(Data records)
>>>
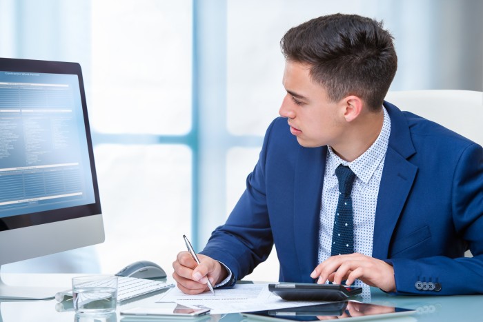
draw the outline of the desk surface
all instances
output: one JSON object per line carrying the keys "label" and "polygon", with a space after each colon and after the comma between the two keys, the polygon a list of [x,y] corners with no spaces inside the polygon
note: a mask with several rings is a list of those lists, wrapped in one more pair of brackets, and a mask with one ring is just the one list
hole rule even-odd
{"label": "desk surface", "polygon": [[[30,285],[58,287],[59,290],[65,290],[70,287],[72,274],[5,274],[1,275],[3,281],[11,285],[20,285],[21,283]],[[152,302],[153,295],[150,298],[131,302],[121,305],[127,308],[131,306],[142,305],[143,302]],[[386,294],[376,288],[371,289],[371,302],[388,306],[398,306],[415,309],[417,314],[411,316],[401,316],[397,319],[378,319],[378,321],[483,321],[483,314],[480,312],[483,305],[483,295],[453,296],[394,296]],[[39,301],[3,301],[0,302],[0,322],[49,321],[60,322],[122,322],[122,318],[117,314],[103,319],[86,319],[76,316],[73,311],[58,312],[59,307],[55,300]],[[213,316],[211,321],[240,321],[244,318],[238,314],[227,314],[224,316]],[[351,320],[348,320],[351,321]]]}

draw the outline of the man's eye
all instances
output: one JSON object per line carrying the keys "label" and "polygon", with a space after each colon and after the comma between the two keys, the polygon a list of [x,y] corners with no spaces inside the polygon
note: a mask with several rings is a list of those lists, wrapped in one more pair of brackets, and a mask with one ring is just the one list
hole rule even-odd
{"label": "man's eye", "polygon": [[301,102],[300,101],[297,101],[294,97],[292,97],[292,101],[293,101],[293,103],[295,103],[297,105],[302,105],[303,103]]}

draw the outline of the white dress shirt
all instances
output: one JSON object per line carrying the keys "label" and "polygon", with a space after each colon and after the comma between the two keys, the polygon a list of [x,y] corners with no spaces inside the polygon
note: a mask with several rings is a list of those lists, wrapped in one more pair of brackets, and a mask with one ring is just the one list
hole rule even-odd
{"label": "white dress shirt", "polygon": [[[334,217],[339,198],[339,183],[335,169],[339,164],[348,166],[355,174],[352,188],[354,216],[354,252],[372,256],[375,208],[391,134],[391,119],[382,108],[384,119],[379,137],[362,155],[352,162],[337,157],[331,147],[326,160],[319,231],[319,263],[331,256]],[[361,285],[356,281],[355,285]]]}

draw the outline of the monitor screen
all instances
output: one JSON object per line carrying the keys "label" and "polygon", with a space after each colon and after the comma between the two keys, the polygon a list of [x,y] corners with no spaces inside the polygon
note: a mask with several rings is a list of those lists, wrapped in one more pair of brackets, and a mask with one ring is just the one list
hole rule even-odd
{"label": "monitor screen", "polygon": [[80,66],[0,59],[0,265],[103,239]]}

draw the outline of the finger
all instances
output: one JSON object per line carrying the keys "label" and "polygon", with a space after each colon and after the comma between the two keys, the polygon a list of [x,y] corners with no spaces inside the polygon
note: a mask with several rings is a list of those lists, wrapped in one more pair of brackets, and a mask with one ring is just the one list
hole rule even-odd
{"label": "finger", "polygon": [[354,283],[354,281],[364,276],[364,270],[362,268],[357,268],[355,270],[351,272],[349,275],[347,276],[347,285],[351,285]]}
{"label": "finger", "polygon": [[195,269],[198,265],[198,263],[191,256],[189,252],[179,252],[176,256],[176,261],[183,266],[190,268],[192,270]]}
{"label": "finger", "polygon": [[203,284],[191,279],[186,279],[179,276],[176,272],[172,274],[172,277],[177,282],[179,290],[186,294],[199,294],[205,292],[207,289],[206,285]]}
{"label": "finger", "polygon": [[342,281],[347,279],[349,274],[352,272],[353,261],[345,261],[341,264],[333,274],[334,284],[341,284]]}
{"label": "finger", "polygon": [[188,267],[181,265],[179,261],[175,261],[172,262],[172,268],[177,275],[185,279],[193,279],[193,270]]}

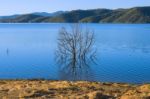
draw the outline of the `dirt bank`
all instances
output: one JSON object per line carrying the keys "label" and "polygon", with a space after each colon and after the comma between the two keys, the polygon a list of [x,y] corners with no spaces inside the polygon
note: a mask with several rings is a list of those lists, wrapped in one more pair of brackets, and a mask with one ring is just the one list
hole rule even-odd
{"label": "dirt bank", "polygon": [[0,99],[150,99],[150,84],[1,80]]}

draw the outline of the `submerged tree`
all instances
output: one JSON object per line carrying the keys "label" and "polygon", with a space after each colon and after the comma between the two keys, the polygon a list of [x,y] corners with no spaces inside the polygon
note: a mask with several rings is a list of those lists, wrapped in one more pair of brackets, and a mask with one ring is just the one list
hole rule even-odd
{"label": "submerged tree", "polygon": [[82,75],[88,73],[90,65],[95,63],[94,32],[81,25],[75,24],[70,31],[61,28],[59,31],[56,61],[65,77],[81,80]]}

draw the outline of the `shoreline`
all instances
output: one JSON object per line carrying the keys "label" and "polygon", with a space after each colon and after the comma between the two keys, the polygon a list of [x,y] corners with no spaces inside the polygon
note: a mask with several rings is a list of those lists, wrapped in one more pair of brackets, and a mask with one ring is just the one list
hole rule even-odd
{"label": "shoreline", "polygon": [[2,99],[149,99],[150,84],[89,81],[0,80]]}

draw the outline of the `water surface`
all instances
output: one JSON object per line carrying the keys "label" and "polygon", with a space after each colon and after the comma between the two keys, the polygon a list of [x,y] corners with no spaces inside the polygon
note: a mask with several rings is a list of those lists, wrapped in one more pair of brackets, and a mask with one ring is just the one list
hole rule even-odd
{"label": "water surface", "polygon": [[[71,24],[0,24],[0,79],[61,79],[59,29]],[[150,82],[150,24],[82,24],[94,30],[98,65],[85,80]]]}

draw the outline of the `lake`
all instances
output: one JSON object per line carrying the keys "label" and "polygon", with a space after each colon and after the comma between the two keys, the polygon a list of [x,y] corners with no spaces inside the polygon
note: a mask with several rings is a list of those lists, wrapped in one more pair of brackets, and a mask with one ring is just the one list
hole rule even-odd
{"label": "lake", "polygon": [[[58,31],[71,24],[0,24],[0,79],[62,80],[55,63]],[[90,79],[150,82],[150,24],[82,24],[96,35]],[[67,78],[63,80],[68,80]]]}

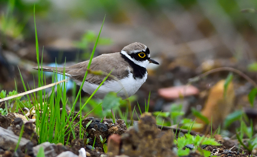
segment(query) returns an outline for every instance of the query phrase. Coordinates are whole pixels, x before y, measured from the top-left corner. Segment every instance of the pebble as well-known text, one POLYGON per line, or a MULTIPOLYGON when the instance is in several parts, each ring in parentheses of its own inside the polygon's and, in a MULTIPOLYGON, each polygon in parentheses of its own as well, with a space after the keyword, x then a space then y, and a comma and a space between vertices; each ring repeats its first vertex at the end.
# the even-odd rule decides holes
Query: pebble
POLYGON ((79 157, 77 155, 75 154, 70 151, 66 151, 62 152, 56 156, 56 157, 79 157))
POLYGON ((185 147, 189 148, 190 150, 192 150, 194 148, 194 146, 192 144, 188 144, 185 146, 185 147))

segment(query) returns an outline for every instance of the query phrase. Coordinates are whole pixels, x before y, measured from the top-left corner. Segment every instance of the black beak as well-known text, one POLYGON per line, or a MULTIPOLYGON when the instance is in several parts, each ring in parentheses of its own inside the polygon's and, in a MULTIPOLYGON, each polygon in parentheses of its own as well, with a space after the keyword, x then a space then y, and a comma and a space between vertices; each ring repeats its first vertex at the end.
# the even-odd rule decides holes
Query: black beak
POLYGON ((153 60, 152 59, 150 58, 150 59, 148 60, 149 61, 149 62, 150 62, 150 63, 153 63, 154 64, 159 64, 159 63, 157 62, 156 62, 156 61, 153 60))

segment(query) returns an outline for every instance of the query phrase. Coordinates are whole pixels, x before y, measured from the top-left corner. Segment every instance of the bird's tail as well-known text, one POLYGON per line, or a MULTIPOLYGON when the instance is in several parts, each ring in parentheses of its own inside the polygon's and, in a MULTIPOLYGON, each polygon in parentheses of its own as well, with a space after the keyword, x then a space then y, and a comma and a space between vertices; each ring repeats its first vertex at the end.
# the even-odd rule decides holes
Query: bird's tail
POLYGON ((63 68, 60 67, 53 67, 51 66, 42 66, 39 67, 36 66, 33 68, 34 69, 38 70, 39 69, 41 70, 43 70, 45 72, 56 72, 60 74, 63 74, 63 68))

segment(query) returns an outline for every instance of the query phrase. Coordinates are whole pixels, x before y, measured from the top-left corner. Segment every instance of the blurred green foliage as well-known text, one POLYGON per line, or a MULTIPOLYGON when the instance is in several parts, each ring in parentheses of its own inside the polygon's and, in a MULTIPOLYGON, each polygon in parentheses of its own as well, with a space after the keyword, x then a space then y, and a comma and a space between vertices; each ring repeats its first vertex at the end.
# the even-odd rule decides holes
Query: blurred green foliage
POLYGON ((0 0, 0 10, 3 11, 0 13, 0 31, 14 38, 23 38, 28 31, 25 26, 32 17, 34 4, 39 13, 46 14, 50 5, 47 0, 0 0))

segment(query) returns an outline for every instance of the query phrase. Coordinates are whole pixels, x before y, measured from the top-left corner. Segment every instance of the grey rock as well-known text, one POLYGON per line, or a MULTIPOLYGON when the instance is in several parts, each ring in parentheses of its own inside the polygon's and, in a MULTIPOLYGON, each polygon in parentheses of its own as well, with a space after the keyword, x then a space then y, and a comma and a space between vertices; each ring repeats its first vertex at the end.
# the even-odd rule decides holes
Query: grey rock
<<<
• Required task
Count the lines in the records above that contain the string "monitor", where case counts. Give only the number.

• Finished answer
2